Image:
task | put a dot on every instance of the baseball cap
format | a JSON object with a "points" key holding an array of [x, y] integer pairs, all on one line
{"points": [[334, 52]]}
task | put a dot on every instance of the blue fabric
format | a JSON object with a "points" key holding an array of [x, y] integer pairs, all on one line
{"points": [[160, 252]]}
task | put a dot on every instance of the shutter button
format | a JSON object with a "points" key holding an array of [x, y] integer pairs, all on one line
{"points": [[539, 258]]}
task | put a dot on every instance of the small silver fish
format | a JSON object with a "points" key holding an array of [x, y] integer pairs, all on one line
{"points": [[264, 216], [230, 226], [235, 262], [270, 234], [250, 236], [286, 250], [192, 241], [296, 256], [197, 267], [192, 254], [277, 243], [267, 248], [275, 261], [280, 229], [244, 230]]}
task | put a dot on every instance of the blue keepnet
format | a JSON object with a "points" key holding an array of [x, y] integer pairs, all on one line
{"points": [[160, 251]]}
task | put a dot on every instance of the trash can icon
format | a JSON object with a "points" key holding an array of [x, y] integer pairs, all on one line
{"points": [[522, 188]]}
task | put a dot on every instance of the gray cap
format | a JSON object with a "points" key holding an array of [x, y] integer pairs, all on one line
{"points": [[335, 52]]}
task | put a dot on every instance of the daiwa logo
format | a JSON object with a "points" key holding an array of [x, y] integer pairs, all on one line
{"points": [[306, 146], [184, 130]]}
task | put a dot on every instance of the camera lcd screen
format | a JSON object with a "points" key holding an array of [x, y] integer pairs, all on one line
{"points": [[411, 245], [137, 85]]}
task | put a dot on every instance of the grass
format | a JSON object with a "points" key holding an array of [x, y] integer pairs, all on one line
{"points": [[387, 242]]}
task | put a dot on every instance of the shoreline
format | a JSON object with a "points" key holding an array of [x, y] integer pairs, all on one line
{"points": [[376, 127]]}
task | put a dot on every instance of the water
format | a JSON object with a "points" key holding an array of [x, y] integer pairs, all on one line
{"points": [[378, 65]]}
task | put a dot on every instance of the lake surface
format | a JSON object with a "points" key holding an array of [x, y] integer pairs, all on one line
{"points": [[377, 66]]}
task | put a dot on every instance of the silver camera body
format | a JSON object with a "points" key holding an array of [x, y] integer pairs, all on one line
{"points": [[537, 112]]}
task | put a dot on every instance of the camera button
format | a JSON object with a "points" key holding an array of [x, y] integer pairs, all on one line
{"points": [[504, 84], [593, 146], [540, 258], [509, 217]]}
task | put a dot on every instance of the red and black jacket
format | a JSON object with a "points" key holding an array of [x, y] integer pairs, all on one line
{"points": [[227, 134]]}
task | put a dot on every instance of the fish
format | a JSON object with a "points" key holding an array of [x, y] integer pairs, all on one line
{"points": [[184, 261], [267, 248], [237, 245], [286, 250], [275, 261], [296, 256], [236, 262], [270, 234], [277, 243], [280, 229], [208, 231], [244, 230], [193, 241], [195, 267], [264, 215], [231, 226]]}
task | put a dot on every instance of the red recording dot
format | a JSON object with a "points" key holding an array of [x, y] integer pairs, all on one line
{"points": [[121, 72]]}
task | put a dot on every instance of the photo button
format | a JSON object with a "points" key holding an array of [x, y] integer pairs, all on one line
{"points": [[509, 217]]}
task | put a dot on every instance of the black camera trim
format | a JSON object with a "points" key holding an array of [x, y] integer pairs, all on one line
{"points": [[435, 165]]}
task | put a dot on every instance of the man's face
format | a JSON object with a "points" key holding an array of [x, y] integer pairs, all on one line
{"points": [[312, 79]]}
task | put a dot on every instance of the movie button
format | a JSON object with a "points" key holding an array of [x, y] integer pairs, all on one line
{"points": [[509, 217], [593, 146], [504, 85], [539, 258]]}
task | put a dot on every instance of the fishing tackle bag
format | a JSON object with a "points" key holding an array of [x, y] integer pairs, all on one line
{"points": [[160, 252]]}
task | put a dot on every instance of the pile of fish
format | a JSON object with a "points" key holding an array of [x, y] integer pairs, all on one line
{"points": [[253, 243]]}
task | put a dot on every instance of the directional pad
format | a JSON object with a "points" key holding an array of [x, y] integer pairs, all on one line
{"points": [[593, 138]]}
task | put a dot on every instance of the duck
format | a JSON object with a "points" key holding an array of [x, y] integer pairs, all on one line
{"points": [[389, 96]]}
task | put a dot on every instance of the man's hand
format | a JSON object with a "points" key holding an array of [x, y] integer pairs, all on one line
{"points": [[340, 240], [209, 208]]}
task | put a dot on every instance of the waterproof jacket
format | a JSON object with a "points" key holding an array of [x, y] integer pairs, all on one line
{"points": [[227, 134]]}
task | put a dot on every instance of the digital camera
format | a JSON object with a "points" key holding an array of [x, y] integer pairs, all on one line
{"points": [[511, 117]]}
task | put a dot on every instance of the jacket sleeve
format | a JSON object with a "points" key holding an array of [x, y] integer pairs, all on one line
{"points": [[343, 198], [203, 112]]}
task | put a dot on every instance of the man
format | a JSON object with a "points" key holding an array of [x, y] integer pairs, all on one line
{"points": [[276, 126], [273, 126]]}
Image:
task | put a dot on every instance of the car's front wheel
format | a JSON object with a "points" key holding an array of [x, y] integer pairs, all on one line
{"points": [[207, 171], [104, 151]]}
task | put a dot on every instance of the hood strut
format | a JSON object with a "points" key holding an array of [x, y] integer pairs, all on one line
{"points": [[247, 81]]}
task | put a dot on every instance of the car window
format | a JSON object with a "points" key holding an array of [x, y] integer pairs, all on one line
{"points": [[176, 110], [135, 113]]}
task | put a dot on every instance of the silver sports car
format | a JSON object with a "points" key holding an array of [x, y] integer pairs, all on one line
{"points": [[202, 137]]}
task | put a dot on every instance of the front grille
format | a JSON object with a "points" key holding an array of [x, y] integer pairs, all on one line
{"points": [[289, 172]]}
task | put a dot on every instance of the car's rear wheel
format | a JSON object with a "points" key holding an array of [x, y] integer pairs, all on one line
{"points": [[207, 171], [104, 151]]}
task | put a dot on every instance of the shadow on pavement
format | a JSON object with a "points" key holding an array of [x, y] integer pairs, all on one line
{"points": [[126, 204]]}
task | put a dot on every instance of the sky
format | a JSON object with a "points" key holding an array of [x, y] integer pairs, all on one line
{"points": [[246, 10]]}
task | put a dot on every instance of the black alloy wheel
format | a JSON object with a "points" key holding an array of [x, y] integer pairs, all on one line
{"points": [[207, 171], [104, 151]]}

Requirement.
The expected result is a copy of each line in the records where "wheel" appears.

Solved exercise.
task | put a dot on every instance of the car's front wheel
task | put a dot on every instance of the car's rear wheel
task | put a dot on every instance of the black alloy wheel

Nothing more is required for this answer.